▶ **EXERCISE PROMPT**: Return every line in the material below that contains the word "stone".

▶ **MATERIAL FOR THE TASK**:
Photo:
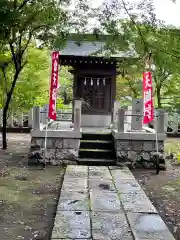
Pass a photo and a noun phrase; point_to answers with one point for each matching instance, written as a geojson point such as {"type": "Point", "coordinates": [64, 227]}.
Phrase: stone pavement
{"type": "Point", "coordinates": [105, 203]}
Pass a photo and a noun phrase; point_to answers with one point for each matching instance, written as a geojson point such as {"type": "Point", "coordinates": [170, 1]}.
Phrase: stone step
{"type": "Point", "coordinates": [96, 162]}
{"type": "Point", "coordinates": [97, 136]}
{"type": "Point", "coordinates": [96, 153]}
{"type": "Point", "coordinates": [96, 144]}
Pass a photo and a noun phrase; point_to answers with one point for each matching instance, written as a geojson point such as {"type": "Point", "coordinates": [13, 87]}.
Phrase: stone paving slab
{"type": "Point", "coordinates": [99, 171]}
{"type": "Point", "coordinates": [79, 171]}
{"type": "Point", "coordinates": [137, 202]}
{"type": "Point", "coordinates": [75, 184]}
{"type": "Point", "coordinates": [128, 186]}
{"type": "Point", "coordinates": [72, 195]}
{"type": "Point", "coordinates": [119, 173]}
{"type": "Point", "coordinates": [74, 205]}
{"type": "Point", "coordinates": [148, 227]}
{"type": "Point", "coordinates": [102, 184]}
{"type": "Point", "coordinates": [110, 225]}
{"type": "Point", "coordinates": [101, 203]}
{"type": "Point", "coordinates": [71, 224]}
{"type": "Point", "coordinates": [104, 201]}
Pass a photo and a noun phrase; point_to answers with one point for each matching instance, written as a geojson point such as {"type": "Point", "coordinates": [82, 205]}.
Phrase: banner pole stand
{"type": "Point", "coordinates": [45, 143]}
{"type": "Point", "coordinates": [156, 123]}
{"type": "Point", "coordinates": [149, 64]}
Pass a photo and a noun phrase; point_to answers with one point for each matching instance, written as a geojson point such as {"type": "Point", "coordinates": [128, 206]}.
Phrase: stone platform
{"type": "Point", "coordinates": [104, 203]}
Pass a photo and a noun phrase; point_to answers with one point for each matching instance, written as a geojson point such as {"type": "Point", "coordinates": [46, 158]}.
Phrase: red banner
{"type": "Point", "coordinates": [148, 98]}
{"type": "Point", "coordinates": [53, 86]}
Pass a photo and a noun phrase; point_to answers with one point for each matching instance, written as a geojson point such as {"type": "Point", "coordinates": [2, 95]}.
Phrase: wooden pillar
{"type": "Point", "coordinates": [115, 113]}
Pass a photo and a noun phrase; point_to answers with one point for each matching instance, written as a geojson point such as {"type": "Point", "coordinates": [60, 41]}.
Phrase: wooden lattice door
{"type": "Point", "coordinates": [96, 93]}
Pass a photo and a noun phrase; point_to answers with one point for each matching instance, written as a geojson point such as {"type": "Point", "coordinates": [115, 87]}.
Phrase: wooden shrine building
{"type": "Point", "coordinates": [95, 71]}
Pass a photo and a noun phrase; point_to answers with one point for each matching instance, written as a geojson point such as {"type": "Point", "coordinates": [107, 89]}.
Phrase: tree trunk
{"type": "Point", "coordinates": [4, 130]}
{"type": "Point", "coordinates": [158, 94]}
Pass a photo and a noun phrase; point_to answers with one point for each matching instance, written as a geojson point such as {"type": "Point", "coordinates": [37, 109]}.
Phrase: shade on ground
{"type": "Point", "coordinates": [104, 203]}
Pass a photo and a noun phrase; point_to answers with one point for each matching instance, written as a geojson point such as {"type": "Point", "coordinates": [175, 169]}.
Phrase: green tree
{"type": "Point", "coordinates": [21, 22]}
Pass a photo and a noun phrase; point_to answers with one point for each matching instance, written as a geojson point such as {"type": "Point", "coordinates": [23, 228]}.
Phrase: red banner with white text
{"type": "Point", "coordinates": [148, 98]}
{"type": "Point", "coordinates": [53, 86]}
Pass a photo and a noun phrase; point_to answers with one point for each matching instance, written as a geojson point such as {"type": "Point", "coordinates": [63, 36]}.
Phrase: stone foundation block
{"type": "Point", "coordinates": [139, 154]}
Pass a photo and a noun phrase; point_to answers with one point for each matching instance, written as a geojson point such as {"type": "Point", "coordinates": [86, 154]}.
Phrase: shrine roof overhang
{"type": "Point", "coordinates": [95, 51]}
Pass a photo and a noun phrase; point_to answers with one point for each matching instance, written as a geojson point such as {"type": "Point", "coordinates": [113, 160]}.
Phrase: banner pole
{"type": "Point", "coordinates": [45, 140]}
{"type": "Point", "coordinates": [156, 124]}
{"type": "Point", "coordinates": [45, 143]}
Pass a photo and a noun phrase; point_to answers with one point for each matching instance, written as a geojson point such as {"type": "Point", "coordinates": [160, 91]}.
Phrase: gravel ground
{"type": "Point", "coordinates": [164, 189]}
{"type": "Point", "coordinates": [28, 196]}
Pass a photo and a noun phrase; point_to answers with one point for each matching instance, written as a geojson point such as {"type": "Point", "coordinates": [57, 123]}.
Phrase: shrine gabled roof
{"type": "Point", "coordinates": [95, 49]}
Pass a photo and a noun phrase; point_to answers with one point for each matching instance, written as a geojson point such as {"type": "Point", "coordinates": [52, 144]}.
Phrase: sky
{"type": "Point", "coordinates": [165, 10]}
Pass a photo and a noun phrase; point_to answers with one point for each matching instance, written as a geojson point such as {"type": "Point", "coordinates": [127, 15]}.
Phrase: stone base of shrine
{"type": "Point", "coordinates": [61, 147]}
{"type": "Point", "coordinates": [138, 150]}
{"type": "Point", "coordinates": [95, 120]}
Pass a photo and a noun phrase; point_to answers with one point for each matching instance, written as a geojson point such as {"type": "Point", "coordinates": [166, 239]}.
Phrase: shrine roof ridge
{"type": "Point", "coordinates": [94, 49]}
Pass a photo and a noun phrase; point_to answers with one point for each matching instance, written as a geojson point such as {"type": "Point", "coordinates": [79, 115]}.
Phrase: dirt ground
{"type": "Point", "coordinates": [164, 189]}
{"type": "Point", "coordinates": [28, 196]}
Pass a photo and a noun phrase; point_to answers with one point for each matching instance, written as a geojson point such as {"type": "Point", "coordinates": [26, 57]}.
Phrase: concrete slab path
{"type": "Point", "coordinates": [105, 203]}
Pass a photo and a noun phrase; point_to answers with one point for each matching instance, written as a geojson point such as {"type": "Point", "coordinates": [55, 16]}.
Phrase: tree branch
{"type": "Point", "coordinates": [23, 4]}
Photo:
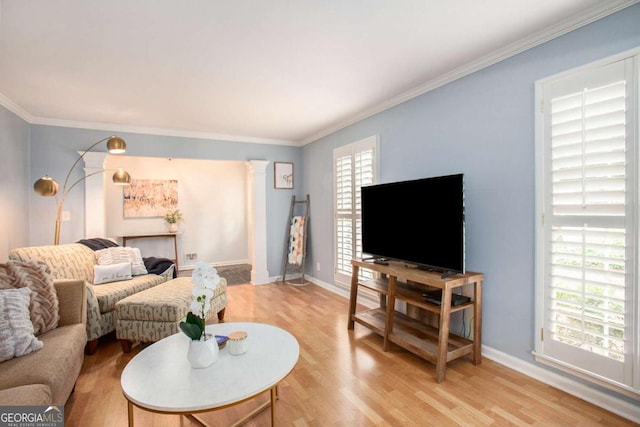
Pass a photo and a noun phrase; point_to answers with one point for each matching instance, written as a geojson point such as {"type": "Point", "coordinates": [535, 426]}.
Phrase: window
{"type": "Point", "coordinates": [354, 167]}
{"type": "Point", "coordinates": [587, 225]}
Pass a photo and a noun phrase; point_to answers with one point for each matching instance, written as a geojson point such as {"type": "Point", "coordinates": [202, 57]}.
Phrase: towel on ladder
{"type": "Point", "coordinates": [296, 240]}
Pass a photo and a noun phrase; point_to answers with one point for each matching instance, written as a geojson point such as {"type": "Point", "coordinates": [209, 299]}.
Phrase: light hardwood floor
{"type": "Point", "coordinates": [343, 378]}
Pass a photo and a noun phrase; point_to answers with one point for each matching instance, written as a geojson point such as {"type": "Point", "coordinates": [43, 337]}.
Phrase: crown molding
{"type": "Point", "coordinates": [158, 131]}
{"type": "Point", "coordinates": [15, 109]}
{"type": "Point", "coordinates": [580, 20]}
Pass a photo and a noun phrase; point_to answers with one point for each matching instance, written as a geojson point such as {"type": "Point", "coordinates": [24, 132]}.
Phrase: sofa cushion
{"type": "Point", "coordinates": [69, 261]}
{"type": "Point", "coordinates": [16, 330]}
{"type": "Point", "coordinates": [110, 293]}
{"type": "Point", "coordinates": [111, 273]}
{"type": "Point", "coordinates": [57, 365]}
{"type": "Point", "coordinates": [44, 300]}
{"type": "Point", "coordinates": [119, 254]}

==

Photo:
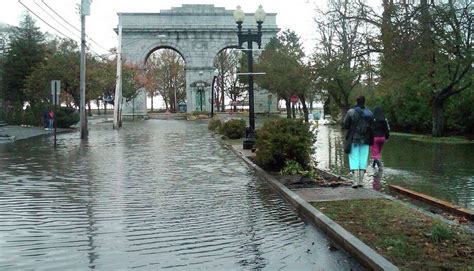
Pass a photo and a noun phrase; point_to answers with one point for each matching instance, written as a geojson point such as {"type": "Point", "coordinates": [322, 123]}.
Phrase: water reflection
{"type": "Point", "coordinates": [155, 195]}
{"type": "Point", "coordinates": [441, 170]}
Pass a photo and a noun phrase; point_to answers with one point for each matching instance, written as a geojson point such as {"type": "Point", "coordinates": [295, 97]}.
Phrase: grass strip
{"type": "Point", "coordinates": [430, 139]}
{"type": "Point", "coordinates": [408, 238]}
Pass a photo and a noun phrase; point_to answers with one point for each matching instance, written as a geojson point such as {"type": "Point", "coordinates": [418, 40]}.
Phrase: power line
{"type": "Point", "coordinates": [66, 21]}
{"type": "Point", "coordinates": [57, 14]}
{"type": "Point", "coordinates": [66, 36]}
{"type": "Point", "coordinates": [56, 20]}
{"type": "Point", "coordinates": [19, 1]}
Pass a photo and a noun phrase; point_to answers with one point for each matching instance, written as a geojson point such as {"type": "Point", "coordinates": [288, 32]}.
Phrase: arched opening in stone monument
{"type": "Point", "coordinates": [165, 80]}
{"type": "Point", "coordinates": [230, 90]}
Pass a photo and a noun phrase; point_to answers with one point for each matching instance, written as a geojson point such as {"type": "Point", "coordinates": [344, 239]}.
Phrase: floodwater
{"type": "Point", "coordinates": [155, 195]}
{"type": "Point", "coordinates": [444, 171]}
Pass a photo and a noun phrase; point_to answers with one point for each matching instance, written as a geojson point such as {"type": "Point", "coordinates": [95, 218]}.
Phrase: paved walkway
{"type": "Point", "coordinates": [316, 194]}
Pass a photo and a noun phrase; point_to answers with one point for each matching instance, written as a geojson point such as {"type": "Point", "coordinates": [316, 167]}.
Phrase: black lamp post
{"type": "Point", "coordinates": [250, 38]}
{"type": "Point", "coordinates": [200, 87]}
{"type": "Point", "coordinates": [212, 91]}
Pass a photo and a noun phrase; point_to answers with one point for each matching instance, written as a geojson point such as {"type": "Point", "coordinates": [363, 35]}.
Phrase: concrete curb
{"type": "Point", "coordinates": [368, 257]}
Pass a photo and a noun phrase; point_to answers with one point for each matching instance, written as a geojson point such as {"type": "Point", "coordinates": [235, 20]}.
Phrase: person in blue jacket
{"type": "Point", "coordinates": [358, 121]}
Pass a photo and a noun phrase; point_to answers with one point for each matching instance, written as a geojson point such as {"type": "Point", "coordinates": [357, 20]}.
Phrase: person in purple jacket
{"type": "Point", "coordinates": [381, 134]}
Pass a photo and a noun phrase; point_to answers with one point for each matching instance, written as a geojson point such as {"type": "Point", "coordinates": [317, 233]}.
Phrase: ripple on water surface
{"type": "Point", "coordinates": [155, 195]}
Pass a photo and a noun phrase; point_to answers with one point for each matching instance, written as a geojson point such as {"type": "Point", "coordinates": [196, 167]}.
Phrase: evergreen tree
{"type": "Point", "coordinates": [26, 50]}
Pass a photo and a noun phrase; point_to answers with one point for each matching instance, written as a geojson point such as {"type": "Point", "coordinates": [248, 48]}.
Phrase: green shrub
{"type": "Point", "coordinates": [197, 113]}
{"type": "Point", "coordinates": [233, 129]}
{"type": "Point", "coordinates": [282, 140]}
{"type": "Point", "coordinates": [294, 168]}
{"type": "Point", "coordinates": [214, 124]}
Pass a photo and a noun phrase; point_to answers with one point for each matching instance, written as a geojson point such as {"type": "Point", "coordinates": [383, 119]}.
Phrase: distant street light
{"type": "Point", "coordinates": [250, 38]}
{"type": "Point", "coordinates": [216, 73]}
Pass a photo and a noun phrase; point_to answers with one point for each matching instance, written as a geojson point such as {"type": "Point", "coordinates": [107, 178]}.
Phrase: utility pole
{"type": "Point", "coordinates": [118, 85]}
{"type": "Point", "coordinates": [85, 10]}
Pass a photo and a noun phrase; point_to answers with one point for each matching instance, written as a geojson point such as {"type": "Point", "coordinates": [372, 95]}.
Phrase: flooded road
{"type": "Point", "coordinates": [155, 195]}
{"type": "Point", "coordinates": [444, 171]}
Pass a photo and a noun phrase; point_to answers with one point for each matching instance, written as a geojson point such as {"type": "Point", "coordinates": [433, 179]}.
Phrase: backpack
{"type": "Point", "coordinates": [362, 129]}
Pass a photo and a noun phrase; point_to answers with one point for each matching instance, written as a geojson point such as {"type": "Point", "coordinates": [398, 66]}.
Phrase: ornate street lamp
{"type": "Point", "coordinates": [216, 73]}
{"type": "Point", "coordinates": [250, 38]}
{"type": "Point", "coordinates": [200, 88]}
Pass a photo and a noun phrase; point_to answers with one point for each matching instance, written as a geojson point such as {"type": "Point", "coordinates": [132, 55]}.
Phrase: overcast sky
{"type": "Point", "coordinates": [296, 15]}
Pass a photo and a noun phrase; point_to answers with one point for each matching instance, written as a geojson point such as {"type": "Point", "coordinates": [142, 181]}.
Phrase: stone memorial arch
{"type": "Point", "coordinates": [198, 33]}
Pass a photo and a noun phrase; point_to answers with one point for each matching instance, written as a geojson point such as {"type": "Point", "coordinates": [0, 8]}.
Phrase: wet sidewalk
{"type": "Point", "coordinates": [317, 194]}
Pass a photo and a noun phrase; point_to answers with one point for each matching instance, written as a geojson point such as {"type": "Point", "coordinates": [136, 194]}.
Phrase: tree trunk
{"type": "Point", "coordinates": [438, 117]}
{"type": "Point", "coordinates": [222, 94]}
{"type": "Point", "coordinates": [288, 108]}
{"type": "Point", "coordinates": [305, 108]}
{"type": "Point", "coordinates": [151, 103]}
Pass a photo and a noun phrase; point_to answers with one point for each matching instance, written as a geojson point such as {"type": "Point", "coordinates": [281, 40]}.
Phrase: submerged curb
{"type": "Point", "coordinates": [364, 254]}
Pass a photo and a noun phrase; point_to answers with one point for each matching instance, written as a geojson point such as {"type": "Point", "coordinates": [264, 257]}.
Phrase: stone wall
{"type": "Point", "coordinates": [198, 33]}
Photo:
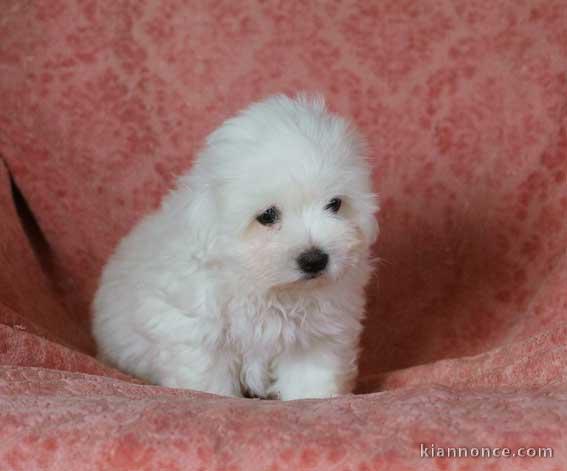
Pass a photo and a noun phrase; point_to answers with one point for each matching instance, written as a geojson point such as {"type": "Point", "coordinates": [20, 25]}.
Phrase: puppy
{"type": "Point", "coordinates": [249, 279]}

---

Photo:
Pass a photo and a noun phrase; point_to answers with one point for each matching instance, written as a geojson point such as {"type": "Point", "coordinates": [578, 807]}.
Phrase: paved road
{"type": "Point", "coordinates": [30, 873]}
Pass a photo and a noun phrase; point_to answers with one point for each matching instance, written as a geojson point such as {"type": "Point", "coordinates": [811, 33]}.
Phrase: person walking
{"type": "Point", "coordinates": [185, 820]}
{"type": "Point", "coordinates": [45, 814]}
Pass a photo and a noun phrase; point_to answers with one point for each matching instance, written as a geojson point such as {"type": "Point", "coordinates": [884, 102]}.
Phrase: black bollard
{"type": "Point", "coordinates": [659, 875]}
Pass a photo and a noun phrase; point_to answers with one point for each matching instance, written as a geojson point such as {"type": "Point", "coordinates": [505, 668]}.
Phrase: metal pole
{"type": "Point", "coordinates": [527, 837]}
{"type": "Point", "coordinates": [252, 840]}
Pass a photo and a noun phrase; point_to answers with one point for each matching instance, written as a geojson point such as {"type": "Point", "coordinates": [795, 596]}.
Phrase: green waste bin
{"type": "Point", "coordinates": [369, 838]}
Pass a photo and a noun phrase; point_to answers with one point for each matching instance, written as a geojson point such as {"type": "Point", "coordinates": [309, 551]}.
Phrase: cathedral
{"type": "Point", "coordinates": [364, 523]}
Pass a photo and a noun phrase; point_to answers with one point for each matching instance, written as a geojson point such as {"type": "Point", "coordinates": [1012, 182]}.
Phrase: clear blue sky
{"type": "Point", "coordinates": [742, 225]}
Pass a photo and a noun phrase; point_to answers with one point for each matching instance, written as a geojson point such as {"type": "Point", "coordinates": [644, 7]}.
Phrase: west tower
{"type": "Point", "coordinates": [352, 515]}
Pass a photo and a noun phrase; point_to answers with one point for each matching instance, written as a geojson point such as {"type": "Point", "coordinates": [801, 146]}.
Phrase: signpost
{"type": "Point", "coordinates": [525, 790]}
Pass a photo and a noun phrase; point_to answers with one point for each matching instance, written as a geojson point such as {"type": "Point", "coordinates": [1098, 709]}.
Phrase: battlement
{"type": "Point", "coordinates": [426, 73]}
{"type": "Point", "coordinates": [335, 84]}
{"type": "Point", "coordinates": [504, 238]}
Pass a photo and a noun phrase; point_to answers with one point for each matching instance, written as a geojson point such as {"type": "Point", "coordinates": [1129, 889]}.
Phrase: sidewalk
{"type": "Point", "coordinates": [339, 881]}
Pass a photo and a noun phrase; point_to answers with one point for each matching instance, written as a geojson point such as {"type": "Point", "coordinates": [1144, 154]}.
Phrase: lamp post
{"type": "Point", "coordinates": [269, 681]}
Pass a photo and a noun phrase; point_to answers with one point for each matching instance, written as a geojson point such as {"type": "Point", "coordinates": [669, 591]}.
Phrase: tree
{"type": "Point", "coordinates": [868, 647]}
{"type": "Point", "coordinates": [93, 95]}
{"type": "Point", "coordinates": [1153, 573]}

▶ **FINISHED EXERCISE**:
Phrase: stone pavement
Phrase: stone step
Phrase: stone paving slab
Phrase: stone platform
Phrase: stone foundation block
Phrase: stone base of shrine
Phrase: arched opening in stone monument
Phrase: stone memorial arch
Phrase: stone wall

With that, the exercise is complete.